Exercise prompt: Report the lines of the data below that contain the string "shirt".

[Records contained in a dataset]
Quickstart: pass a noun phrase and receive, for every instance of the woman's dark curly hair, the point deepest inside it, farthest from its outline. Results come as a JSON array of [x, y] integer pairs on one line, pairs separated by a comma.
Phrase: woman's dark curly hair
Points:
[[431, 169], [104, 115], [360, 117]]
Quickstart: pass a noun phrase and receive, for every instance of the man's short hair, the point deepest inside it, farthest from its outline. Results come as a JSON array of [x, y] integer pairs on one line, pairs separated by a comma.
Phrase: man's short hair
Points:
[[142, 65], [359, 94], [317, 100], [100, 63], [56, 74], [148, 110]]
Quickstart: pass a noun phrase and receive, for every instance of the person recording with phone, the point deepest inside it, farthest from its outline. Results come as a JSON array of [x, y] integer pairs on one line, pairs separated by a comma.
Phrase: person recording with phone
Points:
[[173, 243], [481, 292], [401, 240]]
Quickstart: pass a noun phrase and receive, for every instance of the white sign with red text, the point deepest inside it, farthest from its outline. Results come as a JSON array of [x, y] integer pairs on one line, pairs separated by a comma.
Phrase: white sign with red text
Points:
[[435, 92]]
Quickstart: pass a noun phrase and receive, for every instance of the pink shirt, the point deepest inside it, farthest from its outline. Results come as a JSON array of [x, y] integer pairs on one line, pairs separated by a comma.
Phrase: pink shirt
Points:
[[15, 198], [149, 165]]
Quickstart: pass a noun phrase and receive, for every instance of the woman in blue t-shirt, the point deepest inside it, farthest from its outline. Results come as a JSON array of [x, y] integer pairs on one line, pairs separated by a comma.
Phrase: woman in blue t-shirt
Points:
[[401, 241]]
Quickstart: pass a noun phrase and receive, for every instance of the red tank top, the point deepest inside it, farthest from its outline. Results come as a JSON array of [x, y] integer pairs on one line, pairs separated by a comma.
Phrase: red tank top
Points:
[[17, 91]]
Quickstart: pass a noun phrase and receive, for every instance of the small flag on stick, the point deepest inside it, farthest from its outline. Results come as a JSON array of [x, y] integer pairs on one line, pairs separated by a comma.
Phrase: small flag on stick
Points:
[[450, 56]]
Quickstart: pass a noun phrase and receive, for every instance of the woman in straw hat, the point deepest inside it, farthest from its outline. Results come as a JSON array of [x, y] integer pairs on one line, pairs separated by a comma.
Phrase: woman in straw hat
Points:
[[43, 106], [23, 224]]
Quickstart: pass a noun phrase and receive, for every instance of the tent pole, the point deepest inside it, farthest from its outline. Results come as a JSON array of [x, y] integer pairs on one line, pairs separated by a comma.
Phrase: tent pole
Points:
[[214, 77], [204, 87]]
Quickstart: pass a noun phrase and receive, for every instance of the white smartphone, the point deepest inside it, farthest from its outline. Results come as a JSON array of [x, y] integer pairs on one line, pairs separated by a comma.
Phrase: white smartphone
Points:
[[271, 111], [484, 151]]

Answer area:
Quickstart: pass a noun phrase and receive, for every instance of the pink shirt, the point deepest inside it, farthest from its outline. Results come as a JSON array of [x, y] integer pairs on one line, pairs separated by a comma.
Phrase: pink shirt
Quickstart: pass a noun phrase and receive, for every instance of the woman in blue t-shirt, the point deepest inside it, farthest from its outline. Results come as a JSON array of [x, y] integer pairs on one line, pairs separated by a comma.
Phrase: woman in blue t-shirt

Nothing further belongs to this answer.